— Begin —
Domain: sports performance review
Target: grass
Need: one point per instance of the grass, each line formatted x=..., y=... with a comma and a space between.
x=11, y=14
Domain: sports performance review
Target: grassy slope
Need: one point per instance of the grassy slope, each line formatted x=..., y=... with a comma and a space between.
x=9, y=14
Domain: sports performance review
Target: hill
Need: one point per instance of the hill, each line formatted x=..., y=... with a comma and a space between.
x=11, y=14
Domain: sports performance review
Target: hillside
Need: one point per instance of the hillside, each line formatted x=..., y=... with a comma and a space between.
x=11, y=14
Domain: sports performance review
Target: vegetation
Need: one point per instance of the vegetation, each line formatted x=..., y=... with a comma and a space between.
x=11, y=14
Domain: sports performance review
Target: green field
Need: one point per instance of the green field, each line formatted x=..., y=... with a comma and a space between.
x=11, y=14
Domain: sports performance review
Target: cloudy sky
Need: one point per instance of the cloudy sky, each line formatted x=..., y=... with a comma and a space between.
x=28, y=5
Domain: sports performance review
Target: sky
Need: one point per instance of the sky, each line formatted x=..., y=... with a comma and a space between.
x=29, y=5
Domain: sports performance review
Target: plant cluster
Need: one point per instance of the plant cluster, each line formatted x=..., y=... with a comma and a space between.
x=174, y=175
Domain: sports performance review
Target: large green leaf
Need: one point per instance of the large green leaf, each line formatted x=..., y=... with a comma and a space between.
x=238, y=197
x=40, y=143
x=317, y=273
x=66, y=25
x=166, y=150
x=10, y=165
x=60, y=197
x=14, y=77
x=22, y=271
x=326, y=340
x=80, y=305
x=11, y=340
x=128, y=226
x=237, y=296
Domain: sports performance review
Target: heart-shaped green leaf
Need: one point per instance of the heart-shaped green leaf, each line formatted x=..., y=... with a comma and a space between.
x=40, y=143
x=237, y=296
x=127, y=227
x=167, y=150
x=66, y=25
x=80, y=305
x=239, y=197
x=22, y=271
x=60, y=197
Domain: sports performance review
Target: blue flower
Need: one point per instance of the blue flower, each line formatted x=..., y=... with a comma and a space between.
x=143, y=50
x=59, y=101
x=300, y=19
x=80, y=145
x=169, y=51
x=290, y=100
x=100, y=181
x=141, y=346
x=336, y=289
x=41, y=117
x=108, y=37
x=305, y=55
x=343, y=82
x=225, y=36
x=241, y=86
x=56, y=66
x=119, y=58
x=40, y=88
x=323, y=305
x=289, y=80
— End —
Brief:
Count the lines in the items above that contain the word "hillside". Reply with the number only.

Task solution:
2